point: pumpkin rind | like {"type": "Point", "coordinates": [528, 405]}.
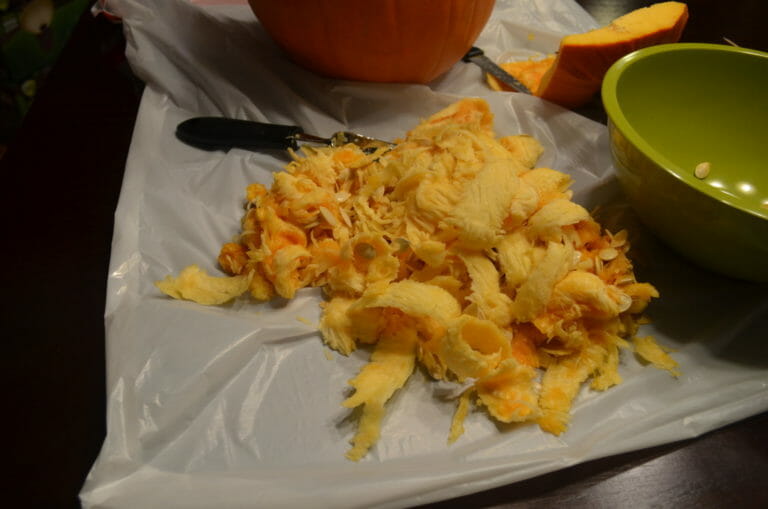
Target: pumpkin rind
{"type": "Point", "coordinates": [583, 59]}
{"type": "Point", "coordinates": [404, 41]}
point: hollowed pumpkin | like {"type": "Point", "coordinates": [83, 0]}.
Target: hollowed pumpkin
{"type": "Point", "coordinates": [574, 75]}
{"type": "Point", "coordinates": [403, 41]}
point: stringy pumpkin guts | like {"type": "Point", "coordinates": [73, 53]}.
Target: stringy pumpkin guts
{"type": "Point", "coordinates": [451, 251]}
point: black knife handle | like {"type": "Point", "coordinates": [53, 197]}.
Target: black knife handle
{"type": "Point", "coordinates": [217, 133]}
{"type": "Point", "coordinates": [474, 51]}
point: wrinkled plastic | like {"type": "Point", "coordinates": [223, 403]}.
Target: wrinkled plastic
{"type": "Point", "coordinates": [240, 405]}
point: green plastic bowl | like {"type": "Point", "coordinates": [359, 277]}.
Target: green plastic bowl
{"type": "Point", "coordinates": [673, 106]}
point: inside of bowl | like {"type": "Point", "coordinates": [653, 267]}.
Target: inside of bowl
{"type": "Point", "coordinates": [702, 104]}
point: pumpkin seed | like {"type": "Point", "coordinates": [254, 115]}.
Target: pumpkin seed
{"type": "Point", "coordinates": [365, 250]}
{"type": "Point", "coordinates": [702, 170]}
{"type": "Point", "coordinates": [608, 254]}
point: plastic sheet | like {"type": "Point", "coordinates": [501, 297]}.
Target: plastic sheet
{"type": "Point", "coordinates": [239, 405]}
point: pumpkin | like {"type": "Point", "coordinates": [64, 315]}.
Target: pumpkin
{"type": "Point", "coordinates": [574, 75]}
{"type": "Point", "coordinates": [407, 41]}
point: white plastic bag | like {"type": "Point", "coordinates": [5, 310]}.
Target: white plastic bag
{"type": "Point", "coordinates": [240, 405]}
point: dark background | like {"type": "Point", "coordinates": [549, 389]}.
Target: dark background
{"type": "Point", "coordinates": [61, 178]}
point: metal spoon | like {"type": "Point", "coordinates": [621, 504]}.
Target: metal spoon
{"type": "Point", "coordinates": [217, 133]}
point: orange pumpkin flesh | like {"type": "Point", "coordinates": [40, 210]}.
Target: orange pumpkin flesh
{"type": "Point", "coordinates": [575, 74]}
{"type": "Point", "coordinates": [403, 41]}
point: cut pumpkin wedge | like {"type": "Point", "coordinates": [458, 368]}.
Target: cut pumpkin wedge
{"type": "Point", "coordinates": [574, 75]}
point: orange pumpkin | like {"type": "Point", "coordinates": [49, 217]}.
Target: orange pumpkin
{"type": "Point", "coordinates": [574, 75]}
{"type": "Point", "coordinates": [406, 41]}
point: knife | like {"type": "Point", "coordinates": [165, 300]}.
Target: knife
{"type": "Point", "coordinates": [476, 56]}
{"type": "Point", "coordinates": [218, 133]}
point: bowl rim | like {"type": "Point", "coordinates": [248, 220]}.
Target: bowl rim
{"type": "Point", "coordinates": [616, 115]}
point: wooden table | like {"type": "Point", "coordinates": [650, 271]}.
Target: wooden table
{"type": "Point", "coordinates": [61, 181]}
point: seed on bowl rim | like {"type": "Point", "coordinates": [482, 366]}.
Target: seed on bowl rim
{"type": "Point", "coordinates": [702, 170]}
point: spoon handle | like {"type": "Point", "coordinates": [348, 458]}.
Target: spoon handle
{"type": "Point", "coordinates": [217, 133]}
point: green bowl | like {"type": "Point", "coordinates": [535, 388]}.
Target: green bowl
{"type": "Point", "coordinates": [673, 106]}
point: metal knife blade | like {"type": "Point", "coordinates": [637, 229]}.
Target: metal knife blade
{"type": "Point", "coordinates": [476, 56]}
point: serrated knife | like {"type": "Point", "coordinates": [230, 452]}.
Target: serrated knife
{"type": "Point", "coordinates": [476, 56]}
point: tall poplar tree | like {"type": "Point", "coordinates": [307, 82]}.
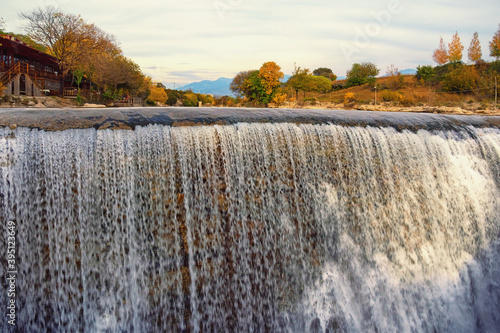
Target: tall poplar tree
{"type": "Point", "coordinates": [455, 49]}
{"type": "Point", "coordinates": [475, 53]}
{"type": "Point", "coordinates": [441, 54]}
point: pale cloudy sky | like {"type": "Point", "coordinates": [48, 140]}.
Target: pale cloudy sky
* * *
Return to the listing above and set it down exactly, leaving out its pictures.

• _EXERCISE SOLUTION_
point: pumpkin rind | like {"type": "Point", "coordinates": [528, 405]}.
Target: pumpkin rind
{"type": "Point", "coordinates": [583, 59]}
{"type": "Point", "coordinates": [404, 41]}
point: hollowed pumpkin | like {"type": "Point", "coordinates": [83, 0]}.
Target: hollowed pumpkin
{"type": "Point", "coordinates": [574, 75]}
{"type": "Point", "coordinates": [403, 41]}
point: stringy pumpkin guts | like {"type": "Point", "coordinates": [73, 53]}.
Target: stringy pumpkin guts
{"type": "Point", "coordinates": [451, 251]}
point: black knife handle | like {"type": "Point", "coordinates": [53, 197]}.
Target: black knife handle
{"type": "Point", "coordinates": [217, 133]}
{"type": "Point", "coordinates": [474, 51]}
point: wrinkled plastic | like {"type": "Point", "coordinates": [223, 403]}.
Target: wrinkled plastic
{"type": "Point", "coordinates": [240, 405]}
point: green plastic bowl | like {"type": "Point", "coordinates": [359, 277]}.
Target: green plastic bowl
{"type": "Point", "coordinates": [673, 106]}
point: inside of bowl | like {"type": "Point", "coordinates": [653, 267]}.
Target: inside of bowl
{"type": "Point", "coordinates": [702, 104]}
point: pumpkin seed | like {"type": "Point", "coordinates": [254, 115]}.
Target: pumpkin seed
{"type": "Point", "coordinates": [365, 250]}
{"type": "Point", "coordinates": [702, 170]}
{"type": "Point", "coordinates": [608, 254]}
point: plastic sheet | like {"type": "Point", "coordinates": [501, 297]}.
Target: plastic sheet
{"type": "Point", "coordinates": [239, 405]}
point: pumpkin | like {"type": "Point", "coordinates": [64, 315]}.
Target: pumpkin
{"type": "Point", "coordinates": [574, 75]}
{"type": "Point", "coordinates": [407, 41]}
point: white plastic bag | like {"type": "Point", "coordinates": [5, 310]}.
Target: white plastic bag
{"type": "Point", "coordinates": [240, 405]}
point: dark background | like {"type": "Point", "coordinates": [549, 389]}.
Target: dark background
{"type": "Point", "coordinates": [61, 178]}
point: metal spoon | like {"type": "Point", "coordinates": [621, 504]}.
Target: metal spoon
{"type": "Point", "coordinates": [217, 133]}
point: orange pumpkin flesh | like {"type": "Point", "coordinates": [40, 210]}.
Target: orange pumpkin flesh
{"type": "Point", "coordinates": [575, 74]}
{"type": "Point", "coordinates": [403, 41]}
point: cut pumpkin wedge | like {"type": "Point", "coordinates": [458, 368]}.
Target: cut pumpkin wedge
{"type": "Point", "coordinates": [574, 75]}
point: orange pumpkin | like {"type": "Point", "coordinates": [49, 217]}.
Target: orange pumpkin
{"type": "Point", "coordinates": [574, 75]}
{"type": "Point", "coordinates": [406, 41]}
point: knife | like {"type": "Point", "coordinates": [165, 300]}.
Target: knife
{"type": "Point", "coordinates": [476, 56]}
{"type": "Point", "coordinates": [218, 133]}
point: bowl rim | like {"type": "Point", "coordinates": [248, 220]}.
Target: bowl rim
{"type": "Point", "coordinates": [616, 115]}
point: wooden table | like {"type": "Point", "coordinates": [650, 271]}.
Target: wooden table
{"type": "Point", "coordinates": [61, 181]}
point: seed on bowl rim | like {"type": "Point", "coordinates": [482, 366]}.
Target: seed on bowl rim
{"type": "Point", "coordinates": [702, 170]}
point: spoon handle | like {"type": "Point", "coordinates": [348, 458]}.
Target: spoon handle
{"type": "Point", "coordinates": [217, 133]}
point: green bowl | like {"type": "Point", "coordinates": [535, 388]}.
Target: green bowl
{"type": "Point", "coordinates": [673, 106]}
point: metal knife blade | like {"type": "Point", "coordinates": [637, 229]}.
Target: metal knife blade
{"type": "Point", "coordinates": [476, 56]}
point: serrated knife | like {"type": "Point", "coordinates": [230, 452]}.
Target: serrated knife
{"type": "Point", "coordinates": [476, 56]}
point: tall poplar tree | like {"type": "Point", "coordinates": [307, 82]}.
Target: tall poplar tree
{"type": "Point", "coordinates": [455, 49]}
{"type": "Point", "coordinates": [475, 53]}
{"type": "Point", "coordinates": [441, 54]}
point: pale cloudy sky | like {"type": "Point", "coordinates": [48, 140]}.
Target: pale cloudy sky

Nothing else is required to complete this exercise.